Consignes: Relevez toutes les lignes des entrées ci-dessous où figure le mot « spoon ». La casse compte.

—————

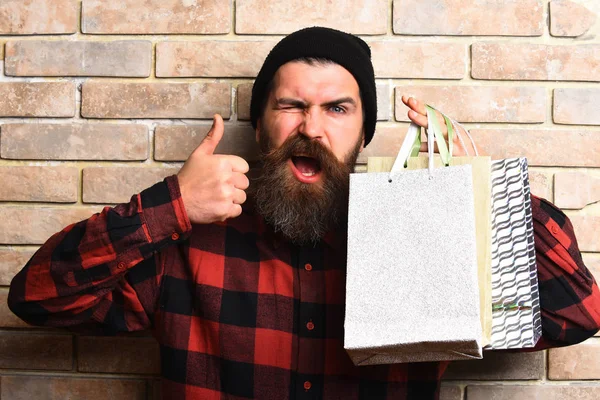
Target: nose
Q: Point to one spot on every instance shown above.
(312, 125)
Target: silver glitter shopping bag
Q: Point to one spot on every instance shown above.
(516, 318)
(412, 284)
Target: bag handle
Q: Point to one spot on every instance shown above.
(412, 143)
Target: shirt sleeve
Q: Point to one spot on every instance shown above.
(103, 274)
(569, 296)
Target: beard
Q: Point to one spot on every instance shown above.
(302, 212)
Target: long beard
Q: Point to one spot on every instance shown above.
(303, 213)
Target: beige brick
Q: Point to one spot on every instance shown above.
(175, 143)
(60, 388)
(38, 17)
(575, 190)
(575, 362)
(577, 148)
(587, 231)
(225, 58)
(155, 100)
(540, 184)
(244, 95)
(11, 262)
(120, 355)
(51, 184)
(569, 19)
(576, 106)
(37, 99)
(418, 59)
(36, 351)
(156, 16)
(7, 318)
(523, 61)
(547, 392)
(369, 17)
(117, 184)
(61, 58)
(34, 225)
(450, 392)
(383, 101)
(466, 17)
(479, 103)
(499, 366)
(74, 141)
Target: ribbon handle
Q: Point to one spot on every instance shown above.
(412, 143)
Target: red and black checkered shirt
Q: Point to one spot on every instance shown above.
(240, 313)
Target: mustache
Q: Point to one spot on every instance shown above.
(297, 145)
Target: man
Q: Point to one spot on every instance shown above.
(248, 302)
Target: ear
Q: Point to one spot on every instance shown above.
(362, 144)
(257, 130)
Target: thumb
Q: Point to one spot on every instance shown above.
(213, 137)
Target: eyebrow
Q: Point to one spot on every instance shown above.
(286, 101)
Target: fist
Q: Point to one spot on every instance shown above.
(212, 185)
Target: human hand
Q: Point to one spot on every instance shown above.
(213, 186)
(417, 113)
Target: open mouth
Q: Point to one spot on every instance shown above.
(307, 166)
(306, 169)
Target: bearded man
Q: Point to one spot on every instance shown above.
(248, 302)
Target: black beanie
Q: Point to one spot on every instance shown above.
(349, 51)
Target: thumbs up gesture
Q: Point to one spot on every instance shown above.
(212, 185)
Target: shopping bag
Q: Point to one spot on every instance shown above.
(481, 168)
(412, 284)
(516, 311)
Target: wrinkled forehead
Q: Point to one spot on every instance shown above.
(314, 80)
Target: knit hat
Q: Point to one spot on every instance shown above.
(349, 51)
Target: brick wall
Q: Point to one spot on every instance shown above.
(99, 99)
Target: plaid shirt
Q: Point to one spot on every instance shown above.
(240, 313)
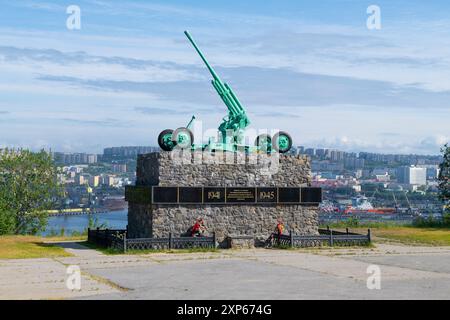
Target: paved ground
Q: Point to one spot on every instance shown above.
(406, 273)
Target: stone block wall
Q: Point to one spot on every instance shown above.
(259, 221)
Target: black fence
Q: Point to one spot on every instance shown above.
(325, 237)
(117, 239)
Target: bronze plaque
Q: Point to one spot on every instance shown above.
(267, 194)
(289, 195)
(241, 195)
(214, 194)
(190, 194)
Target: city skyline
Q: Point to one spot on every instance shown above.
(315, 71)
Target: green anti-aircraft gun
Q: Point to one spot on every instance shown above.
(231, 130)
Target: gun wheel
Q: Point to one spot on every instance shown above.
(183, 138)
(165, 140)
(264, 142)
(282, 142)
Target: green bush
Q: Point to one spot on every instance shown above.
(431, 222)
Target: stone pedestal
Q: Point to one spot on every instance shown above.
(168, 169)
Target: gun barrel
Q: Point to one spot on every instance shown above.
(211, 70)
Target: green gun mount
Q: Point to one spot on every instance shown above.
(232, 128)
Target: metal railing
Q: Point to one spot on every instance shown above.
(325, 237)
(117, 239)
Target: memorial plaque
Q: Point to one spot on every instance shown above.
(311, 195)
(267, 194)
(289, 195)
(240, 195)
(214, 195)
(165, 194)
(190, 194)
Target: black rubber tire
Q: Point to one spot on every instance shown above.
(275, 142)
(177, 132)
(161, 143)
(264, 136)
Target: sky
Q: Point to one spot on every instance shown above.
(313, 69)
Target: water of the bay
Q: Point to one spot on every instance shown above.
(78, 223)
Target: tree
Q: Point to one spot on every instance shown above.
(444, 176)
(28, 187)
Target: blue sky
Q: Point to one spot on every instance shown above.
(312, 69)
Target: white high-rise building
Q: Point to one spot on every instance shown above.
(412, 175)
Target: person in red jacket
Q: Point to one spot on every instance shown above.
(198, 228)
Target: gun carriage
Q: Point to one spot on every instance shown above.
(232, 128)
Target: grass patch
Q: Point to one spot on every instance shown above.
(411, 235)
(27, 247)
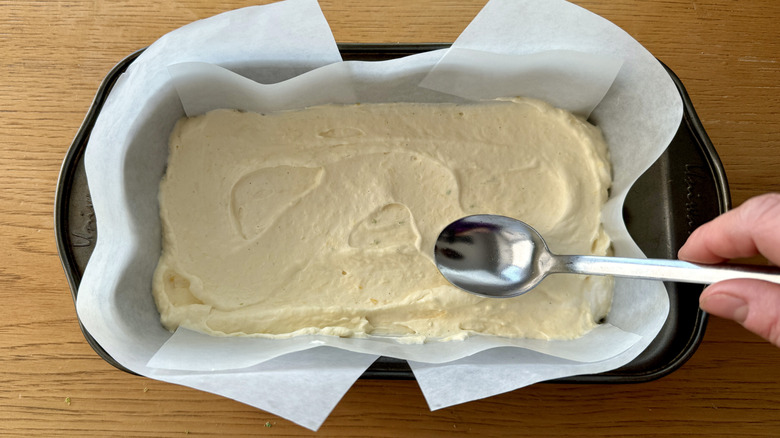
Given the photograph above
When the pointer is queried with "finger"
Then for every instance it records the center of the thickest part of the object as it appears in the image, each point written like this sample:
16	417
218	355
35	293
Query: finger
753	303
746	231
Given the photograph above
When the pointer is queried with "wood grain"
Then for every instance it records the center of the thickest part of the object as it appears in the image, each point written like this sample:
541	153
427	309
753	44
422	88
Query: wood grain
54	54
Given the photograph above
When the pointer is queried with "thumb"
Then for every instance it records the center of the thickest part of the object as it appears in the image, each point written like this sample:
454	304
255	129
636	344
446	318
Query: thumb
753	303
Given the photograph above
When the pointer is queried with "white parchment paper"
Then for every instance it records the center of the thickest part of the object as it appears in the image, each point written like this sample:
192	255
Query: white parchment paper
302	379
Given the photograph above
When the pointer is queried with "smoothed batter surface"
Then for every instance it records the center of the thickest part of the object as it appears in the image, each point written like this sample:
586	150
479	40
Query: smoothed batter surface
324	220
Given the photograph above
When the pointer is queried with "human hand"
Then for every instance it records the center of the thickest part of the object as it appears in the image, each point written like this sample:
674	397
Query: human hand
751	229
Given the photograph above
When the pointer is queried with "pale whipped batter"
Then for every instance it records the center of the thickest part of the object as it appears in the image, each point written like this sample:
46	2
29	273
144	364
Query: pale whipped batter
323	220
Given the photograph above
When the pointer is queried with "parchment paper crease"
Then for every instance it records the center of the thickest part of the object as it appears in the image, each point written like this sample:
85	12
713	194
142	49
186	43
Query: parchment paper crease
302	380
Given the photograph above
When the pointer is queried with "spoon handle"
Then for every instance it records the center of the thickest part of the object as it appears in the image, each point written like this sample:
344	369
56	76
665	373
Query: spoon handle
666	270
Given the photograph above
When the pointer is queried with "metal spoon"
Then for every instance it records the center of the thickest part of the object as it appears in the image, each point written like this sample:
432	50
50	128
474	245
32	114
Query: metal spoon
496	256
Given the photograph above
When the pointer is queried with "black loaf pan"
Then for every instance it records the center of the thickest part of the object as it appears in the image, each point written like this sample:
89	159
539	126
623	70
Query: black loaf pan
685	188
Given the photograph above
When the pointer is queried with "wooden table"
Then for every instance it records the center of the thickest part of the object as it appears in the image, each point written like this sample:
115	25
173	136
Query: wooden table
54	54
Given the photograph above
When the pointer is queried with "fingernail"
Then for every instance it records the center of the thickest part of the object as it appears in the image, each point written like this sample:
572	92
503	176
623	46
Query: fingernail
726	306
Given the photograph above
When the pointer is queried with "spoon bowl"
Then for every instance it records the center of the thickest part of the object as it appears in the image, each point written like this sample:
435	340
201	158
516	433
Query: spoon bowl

—————

Corrigé:
When the pointer is queried with "spoon handle"
Query: spoon handle
When the pointer is queried with "metal spoon"
Query: metal spoon
When the pointer is queried with "spoon bowl"
Query: spoon bowl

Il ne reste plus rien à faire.